◆ **Written request**
Please change each of the items below by replacing "one point per instance" with "one point for each instance" and keeping everything else the same. Leave the pictures out of your answer.

◆ **Task inputs**
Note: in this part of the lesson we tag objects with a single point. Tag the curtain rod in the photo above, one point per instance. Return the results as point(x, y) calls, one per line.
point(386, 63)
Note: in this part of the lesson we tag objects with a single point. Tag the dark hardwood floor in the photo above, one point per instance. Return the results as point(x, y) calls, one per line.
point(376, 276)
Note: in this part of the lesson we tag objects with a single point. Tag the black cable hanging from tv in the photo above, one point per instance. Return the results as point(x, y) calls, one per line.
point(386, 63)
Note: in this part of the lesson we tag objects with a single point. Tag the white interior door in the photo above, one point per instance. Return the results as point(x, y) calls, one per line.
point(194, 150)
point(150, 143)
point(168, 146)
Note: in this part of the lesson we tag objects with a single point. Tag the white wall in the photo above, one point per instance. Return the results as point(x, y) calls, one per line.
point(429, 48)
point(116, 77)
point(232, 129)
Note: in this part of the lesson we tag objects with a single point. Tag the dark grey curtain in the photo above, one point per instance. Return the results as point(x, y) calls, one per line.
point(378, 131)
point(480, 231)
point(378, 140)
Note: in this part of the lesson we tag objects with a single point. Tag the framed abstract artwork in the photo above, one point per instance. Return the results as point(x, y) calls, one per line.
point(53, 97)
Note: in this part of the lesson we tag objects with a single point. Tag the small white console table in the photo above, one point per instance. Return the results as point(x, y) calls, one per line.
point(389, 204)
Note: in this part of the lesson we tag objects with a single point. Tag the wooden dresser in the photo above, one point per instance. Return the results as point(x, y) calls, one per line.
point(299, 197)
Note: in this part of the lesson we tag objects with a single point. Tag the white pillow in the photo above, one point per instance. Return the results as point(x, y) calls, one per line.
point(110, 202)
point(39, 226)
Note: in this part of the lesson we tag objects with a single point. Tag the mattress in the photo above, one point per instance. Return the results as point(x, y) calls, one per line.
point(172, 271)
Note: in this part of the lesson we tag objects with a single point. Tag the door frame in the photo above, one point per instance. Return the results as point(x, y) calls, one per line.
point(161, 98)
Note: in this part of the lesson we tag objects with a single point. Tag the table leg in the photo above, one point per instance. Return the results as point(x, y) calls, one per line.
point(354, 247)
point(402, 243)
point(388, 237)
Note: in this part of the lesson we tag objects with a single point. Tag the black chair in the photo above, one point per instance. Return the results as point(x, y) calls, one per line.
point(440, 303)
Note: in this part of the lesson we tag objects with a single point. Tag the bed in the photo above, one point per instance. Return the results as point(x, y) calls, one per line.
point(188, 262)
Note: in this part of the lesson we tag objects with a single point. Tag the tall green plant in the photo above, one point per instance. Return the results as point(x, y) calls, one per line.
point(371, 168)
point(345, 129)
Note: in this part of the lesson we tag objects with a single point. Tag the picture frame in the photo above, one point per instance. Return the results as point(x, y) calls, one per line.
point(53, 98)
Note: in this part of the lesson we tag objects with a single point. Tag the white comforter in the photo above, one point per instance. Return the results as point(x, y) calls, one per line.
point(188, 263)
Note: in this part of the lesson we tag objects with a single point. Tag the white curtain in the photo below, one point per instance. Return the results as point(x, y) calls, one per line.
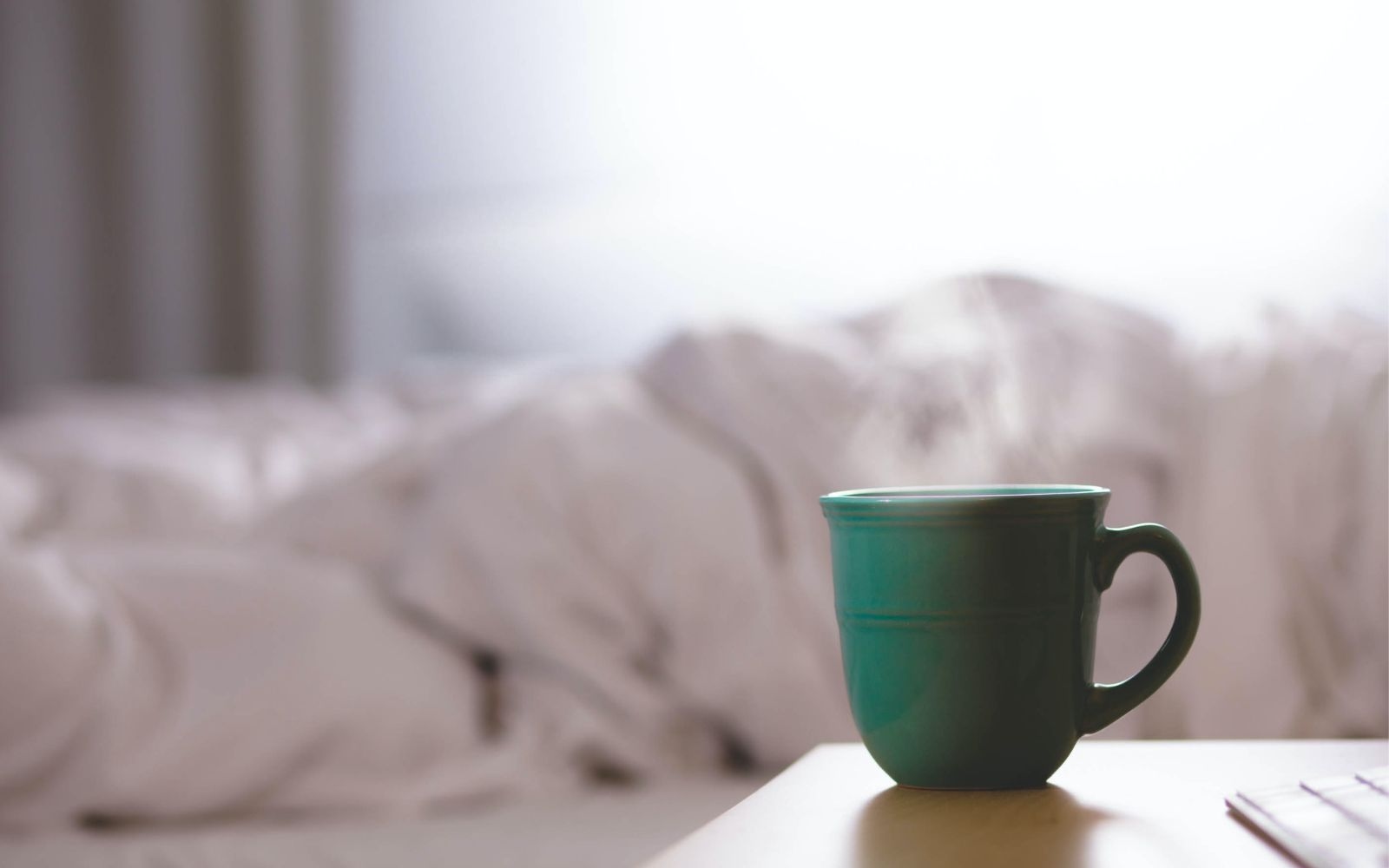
point(167, 191)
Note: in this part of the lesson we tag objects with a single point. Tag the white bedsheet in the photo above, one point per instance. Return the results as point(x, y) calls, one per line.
point(609, 828)
point(462, 589)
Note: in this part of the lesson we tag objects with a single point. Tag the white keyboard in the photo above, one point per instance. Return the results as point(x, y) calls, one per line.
point(1324, 823)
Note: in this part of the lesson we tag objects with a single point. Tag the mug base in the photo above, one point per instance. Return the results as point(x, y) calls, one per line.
point(984, 788)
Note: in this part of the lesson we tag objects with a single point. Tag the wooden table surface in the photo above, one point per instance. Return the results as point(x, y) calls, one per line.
point(1129, 805)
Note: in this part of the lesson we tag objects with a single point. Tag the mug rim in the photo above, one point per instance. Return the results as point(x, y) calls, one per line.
point(958, 493)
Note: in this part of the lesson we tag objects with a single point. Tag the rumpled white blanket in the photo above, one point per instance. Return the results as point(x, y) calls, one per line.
point(451, 588)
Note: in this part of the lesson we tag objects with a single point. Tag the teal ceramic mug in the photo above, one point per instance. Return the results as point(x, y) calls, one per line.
point(967, 625)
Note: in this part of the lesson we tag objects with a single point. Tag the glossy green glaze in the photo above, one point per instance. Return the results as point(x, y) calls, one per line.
point(967, 624)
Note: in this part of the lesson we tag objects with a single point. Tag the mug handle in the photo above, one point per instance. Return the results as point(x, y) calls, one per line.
point(1108, 703)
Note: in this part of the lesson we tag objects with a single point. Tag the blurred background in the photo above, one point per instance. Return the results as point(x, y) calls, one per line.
point(275, 278)
point(324, 189)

◆ **Task answer**
Note: in this part of the lesson we tag objects with a single point. Tag the curtain rod in the photo above, one point for each instance. Return the results as point(x, y) calls, one per line.
point(386, 63)
Note: in this part of the lesson we tag objects with a single point. Tag the dark hardwood floor in the photo above, one point for each instance. Return the results as point(x, y) calls, one per line.
point(376, 276)
Note: in this part of the lesson we tag objects with a single point. Tag the black cable hanging from tv in the photo above, one point for each instance. Return the results as point(x, y) calls, one per line.
point(386, 63)
Note: in this part of the lesson we tag objects with a single point. Tag the white interior door in the photo above, one point for each instance. Return the results as point(x, y) calls, one per line.
point(194, 150)
point(150, 143)
point(168, 146)
Note: in this part of the lesson we tag objects with a single point. Tag the white wall in the photo above, one point for each instance. Return the results as point(x, y) calls, one per line.
point(429, 48)
point(116, 77)
point(232, 129)
Note: in this part of the lesson we tag objects with a single point. Tag the dark grey curtain in the photo above, one point for each instance. Return the results as point(x, y) calls, one per line.
point(378, 131)
point(480, 231)
point(378, 140)
Note: in this part of the lesson we tag objects with a single point. Tag the framed abstract artwork in the photo above, one point for each instance. Return the results as point(x, y) calls, one per line.
point(53, 97)
Note: in this part of the lesson we tag objects with a single point. Tag the small white console table in the photo above, one point for each instance. Return the results as point(x, y) calls, one per line.
point(389, 204)
Note: in this part of the lesson we tag objects with a single point. Tag the wooden dresser in the photo above, one point for each instance. Return the results as point(x, y) calls, one per line.
point(299, 197)
Note: in this part of the lesson we tag objects with a single point. Tag the white pillow in the photo above, one point for each instance. Return the results as point(x, y) calls, one per line.
point(110, 202)
point(39, 226)
Note: in this part of the lesson we tag objects with a single point. Tag the mattress in the photo above, one point for each instance. Return the results as point(x, y) calls, one per line.
point(172, 271)
Note: in this part of the lesson we tag objects with a single point. Tag the door frame in the photo above, one point for each instance. Return the results as point(x, y) calls, one per line.
point(161, 98)
Note: in this part of the lesson we tag objects with a single point. Tag the table leg in the photo above, one point for each instance. Return the results as point(x, y) calls, one per line.
point(354, 247)
point(402, 243)
point(388, 237)
Note: in this part of the lesson we tag objects with a single point. Tag the black chair in the photo above, one point for each instance. Return the results as point(x, y) calls, one per line.
point(440, 303)
Note: in this part of the lesson we tag objects with a single point. Tag the bed in the photo above, one point for each instance. Return the results as point(x, y) calls, one per line.
point(188, 262)
Note: in this part of the lesson we tag objects with a single point. Tag the tall green plant in the photo above, one point for each instance. Return the results as point(x, y) calls, one per line.
point(371, 168)
point(345, 129)
Note: in this part of the lesson we tag objects with a single point. Tag the picture frame in the photo above, one point for each instance. Return the results as point(x, y) calls, one per line.
point(53, 98)
Note: in this part of the lesson we tag objects with a single point. Tag the white comforter in the photo above, one point for each instance. Return the results as point(x, y) calls, one per line.
point(188, 263)
Note: in this part of the lesson we tag objects with a single point. Tag the white curtain in the photo below, one point for each instance. Return the results as point(x, y) calls, one per line.
point(167, 191)
Note: in this part of the lesson we tag objects with a single point. Tag the white bedsheet in the photo above, one point for each instance. Return the results as point(x, y) calls, one per line.
point(609, 828)
point(462, 589)
Note: in this part of the lesson we tag objects with a single point. Tag the white keyboard in the photo above, one point for each instance. Return the results as point(x, y) calls, one per line.
point(1324, 823)
Note: in this part of the lesson we tag objects with a single point. Tag the mug base in the photo above, one point for each instance. Return the results as point(x, y) calls, one per line.
point(984, 788)
Note: in this part of the lesson we tag objects with a single point. Tag the wooden table surface in the photo above, one point for each instance. Return the results as point(x, y) calls, one per line.
point(1129, 805)
Note: in this part of the lesson we tag objects with a single point. Tag the mug rim in the photo above, one point for each instance. Return the results as point(x, y) calls, one per line.
point(958, 493)
Note: in this part of the lesson we tag objects with a single point. Tag the rumpled white blanket in the photo above, one point for each instance. Return the results as point(x, y) calls, one per line.
point(451, 588)
Note: in this part of the lesson we tag objects with a single point. Tag the teal ceramic mug in the photo above, one point for each instance. Return the results as point(x, y) calls, one per line.
point(967, 625)
Note: in this part of the lesson we tag objects with a single point. Tag the glossy green glaze in the photo above, one point for each instance. Return the results as point(x, y) calls, one per line.
point(967, 624)
Note: in this part of the lesson we tag objects with a single point. Tag the mug handle in the photo above, one point for each instance. Return the results as point(x, y) calls, one per line.
point(1108, 703)
Note: in this part of the lesson we tag objects with a single point. Tag the blurred background in the photo above, one point for each instance. Return the results as point(x, y) calls, one per line.
point(275, 278)
point(324, 189)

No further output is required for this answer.